▸ Excerpt provided
□ □ □ □ □ □ □

Hasan Abasi (36) has lived most of his life in northern Israel. He was born in Umm El-Fahm, grew up in Haifa and after a brief spell in Zurich as a software developer for Google, he gave up a promising career in Europe and returned to the city of his birth, close to his family. While Abasi left Zurich, he wanted to keep one thing he had grown used to there - the convenience of having food delivered to his home from restaurants. But such a pleasure was almost nonexistent five years ago in the Arab city where he lived.
Before the Covid pandemic in 2020, deliveries were an expensive business in Umm El Fahm. There are no street names, or exact addresses, and residents cannot always obtain credit cards and use cash.
Abasi rose to the challenge and in 2018 launched a restaurant and supermarket delivery app that is similar in interface and usability to competitors like Wolt, or Just Eat, but tailored to the unique needs of Arab cities in Israel. He called it HAAT, "bring" in Arabic.

□ □ □ □ □ □ □

▸ The data
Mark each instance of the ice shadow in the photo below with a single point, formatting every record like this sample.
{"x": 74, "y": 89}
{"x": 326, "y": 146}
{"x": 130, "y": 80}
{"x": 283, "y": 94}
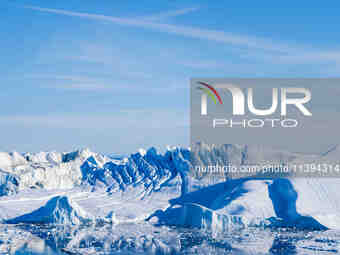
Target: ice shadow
{"x": 284, "y": 196}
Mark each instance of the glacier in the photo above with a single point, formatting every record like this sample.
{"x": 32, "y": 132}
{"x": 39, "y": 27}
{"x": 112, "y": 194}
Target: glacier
{"x": 153, "y": 190}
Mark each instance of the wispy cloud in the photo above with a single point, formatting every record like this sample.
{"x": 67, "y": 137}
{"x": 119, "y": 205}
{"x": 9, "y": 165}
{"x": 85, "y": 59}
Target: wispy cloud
{"x": 187, "y": 31}
{"x": 129, "y": 118}
{"x": 169, "y": 14}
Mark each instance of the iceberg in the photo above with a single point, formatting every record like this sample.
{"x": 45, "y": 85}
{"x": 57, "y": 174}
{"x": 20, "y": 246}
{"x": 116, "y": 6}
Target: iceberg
{"x": 58, "y": 210}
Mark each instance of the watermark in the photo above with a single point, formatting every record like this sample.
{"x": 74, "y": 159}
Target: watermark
{"x": 291, "y": 122}
{"x": 239, "y": 105}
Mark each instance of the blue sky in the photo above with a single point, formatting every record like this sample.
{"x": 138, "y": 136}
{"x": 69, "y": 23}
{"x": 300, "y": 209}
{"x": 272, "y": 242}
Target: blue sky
{"x": 114, "y": 75}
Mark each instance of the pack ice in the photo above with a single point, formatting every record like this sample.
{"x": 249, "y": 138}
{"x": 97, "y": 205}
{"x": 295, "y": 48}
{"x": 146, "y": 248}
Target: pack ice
{"x": 82, "y": 186}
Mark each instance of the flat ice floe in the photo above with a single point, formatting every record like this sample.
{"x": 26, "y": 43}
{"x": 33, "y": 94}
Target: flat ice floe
{"x": 80, "y": 187}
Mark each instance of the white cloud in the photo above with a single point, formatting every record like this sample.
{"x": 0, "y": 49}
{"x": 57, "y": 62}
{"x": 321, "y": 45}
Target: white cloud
{"x": 193, "y": 32}
{"x": 271, "y": 50}
{"x": 169, "y": 14}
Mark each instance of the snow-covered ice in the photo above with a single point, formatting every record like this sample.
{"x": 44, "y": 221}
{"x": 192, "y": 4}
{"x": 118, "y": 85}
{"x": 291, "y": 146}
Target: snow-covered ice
{"x": 146, "y": 188}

□ □ □ □ □ □ □

▸ Task requirements
Return the whole text about Hasan Abasi and the HAAT delivery app exactly as it appears.

▸ Response
Hasan Abasi (36) has lived most of his life in northern Israel. He was born in Umm El-Fahm, grew up in Haifa and after a brief spell in Zurich as a software developer for Google, he gave up a promising career in Europe and returned to the city of his birth, close to his family. While Abasi left Zurich, he wanted to keep one thing he had grown used to there - the convenience of having food delivered to his home from restaurants. But such a pleasure was almost nonexistent five years ago in the Arab city where he lived.
Before the Covid pandemic in 2020, deliveries were an expensive business in Umm El Fahm. There are no street names, or exact addresses, and residents cannot always obtain credit cards and use cash.
Abasi rose to the challenge and in 2018 launched a restaurant and supermarket delivery app that is similar in interface and usability to competitors like Wolt, or Just Eat, but tailored to the unique needs of Arab cities in Israel. He called it HAAT, "bring" in Arabic.